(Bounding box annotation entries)

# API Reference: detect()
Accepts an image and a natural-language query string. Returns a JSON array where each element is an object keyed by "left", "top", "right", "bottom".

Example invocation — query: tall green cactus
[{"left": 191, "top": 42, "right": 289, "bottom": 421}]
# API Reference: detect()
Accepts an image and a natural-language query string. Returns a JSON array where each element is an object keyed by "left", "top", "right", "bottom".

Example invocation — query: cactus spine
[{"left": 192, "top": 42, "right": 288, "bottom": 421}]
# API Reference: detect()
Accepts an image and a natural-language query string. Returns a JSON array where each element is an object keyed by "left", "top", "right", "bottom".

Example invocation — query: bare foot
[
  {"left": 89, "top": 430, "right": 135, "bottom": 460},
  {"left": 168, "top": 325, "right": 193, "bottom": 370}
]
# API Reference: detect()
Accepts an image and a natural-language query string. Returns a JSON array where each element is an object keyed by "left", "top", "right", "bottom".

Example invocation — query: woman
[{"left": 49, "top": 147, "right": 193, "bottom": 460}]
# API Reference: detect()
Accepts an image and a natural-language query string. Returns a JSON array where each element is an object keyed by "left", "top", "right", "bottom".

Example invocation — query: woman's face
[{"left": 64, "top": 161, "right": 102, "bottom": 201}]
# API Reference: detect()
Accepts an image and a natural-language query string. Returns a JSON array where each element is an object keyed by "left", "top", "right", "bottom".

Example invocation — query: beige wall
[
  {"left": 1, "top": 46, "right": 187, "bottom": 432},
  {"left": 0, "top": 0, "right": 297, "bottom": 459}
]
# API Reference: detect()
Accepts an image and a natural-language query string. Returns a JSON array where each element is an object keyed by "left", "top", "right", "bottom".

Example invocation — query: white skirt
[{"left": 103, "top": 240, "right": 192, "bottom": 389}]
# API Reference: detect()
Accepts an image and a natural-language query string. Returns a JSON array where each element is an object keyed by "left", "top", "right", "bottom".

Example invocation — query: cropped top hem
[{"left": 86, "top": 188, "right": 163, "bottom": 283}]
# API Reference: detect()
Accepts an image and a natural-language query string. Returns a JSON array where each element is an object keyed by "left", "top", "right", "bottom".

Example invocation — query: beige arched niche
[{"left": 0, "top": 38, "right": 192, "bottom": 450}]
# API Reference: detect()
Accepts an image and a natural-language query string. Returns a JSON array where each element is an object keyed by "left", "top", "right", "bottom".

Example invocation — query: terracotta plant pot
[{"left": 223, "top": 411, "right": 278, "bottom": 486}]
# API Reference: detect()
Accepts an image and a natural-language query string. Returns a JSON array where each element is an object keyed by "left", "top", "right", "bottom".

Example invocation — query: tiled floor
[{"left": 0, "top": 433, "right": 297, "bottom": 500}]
--
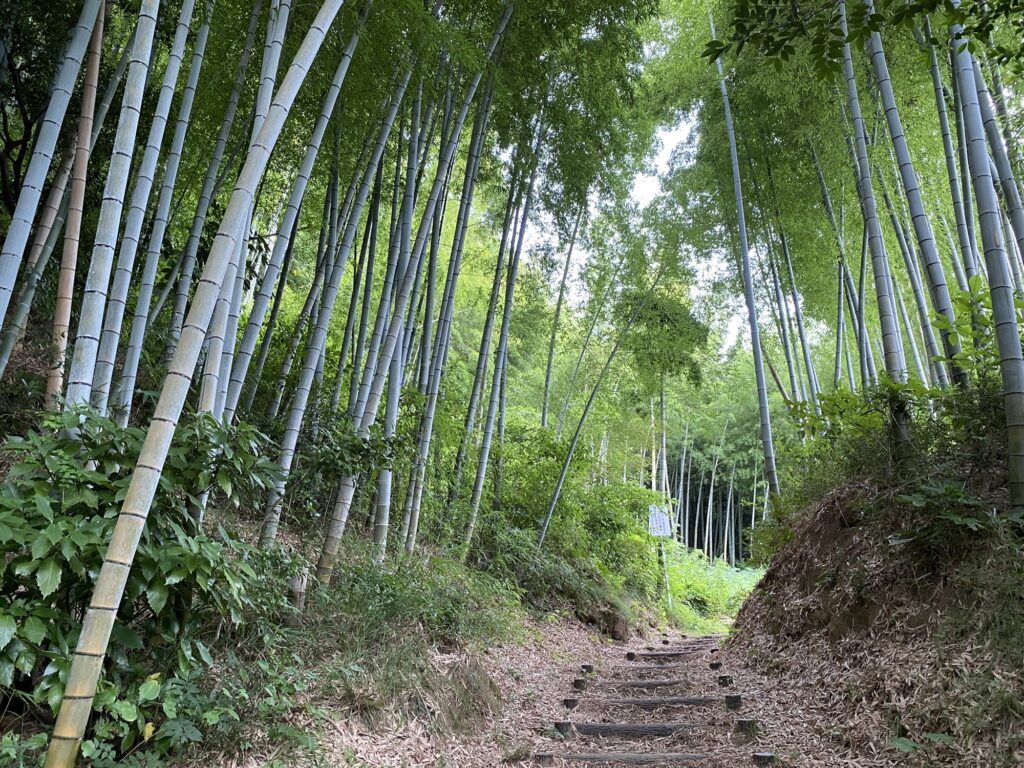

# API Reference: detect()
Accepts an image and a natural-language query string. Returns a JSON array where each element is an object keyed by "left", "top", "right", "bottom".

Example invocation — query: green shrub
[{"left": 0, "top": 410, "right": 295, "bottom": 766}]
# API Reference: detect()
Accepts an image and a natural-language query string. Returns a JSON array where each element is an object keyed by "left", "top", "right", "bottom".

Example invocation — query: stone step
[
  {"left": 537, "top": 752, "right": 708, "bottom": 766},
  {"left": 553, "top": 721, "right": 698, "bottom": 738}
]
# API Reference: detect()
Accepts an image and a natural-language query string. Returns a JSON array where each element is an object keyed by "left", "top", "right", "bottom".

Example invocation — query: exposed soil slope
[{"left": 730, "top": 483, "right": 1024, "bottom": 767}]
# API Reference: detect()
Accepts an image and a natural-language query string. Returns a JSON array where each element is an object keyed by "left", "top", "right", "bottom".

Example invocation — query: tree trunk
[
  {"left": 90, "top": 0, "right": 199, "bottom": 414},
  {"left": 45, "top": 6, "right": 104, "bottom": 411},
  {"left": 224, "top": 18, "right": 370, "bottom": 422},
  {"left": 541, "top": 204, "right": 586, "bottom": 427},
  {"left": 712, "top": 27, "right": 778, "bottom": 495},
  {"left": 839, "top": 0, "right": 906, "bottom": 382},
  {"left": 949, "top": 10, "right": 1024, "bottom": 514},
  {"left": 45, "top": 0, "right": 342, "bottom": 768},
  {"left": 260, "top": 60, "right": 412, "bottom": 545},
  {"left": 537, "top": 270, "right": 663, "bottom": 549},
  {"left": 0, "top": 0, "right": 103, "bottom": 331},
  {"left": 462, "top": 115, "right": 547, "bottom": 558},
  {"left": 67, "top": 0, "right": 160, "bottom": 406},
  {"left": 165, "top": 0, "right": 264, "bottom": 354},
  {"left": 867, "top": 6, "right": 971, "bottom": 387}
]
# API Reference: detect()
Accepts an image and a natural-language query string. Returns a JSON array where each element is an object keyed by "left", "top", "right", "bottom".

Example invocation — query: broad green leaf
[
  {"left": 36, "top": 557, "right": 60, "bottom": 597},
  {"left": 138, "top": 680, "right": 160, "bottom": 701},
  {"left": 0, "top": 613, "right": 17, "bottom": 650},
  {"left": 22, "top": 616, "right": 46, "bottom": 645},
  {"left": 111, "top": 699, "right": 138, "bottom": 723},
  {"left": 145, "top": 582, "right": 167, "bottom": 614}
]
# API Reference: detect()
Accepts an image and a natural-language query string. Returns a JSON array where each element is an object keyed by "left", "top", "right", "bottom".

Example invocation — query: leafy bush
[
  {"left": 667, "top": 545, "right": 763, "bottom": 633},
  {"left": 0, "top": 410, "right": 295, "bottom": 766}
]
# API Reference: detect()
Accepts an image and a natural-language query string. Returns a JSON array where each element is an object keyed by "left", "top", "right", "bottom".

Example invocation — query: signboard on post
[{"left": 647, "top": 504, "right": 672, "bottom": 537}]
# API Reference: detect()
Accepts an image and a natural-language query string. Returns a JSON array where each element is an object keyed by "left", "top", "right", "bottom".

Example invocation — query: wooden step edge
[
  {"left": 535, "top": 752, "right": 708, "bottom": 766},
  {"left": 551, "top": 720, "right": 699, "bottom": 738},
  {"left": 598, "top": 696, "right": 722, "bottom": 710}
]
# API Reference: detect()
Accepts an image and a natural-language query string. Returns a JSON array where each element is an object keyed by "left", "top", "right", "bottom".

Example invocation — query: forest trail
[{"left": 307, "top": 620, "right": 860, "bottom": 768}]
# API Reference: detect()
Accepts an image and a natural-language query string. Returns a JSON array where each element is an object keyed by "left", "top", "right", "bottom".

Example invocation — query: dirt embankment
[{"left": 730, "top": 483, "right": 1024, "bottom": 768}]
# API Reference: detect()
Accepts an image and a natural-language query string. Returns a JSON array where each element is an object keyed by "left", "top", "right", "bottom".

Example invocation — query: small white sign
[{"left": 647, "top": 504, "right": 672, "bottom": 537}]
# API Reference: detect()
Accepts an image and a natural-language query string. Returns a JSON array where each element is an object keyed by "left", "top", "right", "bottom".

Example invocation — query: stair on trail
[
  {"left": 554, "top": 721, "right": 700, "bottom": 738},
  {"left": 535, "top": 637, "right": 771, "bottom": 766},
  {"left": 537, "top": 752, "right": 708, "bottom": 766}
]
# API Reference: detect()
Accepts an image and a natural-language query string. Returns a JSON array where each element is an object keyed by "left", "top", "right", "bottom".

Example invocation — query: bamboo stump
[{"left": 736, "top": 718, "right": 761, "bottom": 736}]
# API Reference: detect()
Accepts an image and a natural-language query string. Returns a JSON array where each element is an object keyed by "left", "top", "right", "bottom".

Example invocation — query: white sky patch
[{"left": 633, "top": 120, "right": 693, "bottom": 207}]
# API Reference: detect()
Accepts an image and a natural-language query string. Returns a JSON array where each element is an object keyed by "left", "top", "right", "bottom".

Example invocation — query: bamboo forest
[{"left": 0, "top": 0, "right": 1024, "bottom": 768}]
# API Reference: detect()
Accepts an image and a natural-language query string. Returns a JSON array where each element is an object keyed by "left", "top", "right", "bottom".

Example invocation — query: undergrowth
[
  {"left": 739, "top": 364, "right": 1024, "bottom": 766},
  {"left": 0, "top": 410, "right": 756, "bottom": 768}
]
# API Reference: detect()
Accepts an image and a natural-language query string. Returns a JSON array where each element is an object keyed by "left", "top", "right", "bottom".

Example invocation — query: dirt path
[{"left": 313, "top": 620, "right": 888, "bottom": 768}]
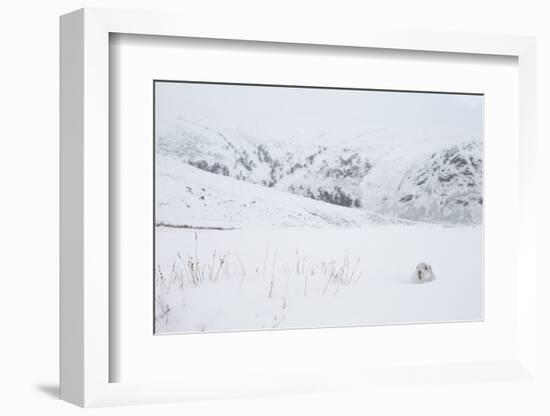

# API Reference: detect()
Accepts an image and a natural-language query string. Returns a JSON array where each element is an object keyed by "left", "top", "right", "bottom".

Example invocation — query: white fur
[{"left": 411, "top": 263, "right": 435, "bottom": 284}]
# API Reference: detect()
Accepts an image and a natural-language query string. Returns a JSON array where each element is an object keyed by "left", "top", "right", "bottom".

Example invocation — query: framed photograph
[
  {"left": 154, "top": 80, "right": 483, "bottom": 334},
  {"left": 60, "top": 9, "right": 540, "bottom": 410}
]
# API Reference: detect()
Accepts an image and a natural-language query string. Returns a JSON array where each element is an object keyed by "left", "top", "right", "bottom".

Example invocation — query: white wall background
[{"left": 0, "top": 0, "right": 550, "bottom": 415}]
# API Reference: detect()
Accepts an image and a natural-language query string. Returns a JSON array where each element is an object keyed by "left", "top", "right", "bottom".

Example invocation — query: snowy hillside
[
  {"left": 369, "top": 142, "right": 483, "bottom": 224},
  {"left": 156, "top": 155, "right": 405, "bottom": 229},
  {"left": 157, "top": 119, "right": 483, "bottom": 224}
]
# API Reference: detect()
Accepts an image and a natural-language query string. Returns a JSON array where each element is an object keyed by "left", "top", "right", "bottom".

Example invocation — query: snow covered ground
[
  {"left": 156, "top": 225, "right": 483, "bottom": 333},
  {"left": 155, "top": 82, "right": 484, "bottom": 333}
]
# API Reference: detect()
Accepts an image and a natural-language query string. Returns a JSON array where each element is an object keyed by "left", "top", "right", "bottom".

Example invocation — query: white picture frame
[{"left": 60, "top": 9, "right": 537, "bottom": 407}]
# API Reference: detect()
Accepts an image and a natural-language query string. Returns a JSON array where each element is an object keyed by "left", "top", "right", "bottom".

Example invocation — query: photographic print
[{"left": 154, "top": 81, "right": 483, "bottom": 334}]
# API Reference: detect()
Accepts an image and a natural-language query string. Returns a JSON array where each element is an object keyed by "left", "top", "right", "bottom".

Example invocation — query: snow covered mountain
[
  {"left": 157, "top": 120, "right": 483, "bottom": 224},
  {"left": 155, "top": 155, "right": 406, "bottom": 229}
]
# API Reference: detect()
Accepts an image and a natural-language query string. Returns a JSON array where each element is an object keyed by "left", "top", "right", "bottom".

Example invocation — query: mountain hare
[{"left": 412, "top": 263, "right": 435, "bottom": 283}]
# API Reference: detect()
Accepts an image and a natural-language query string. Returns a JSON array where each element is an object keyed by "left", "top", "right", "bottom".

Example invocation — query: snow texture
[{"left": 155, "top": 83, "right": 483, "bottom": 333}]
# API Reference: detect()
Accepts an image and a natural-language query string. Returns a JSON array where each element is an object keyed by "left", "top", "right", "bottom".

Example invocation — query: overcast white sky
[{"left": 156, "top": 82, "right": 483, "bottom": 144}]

● **Stated goal**:
Please identify every line in the rows above that contains the string "beige", and copy each of those lines in full.

● **Response to the task**:
Example invocation — query: beige wall
Example invocation — query: beige arched niche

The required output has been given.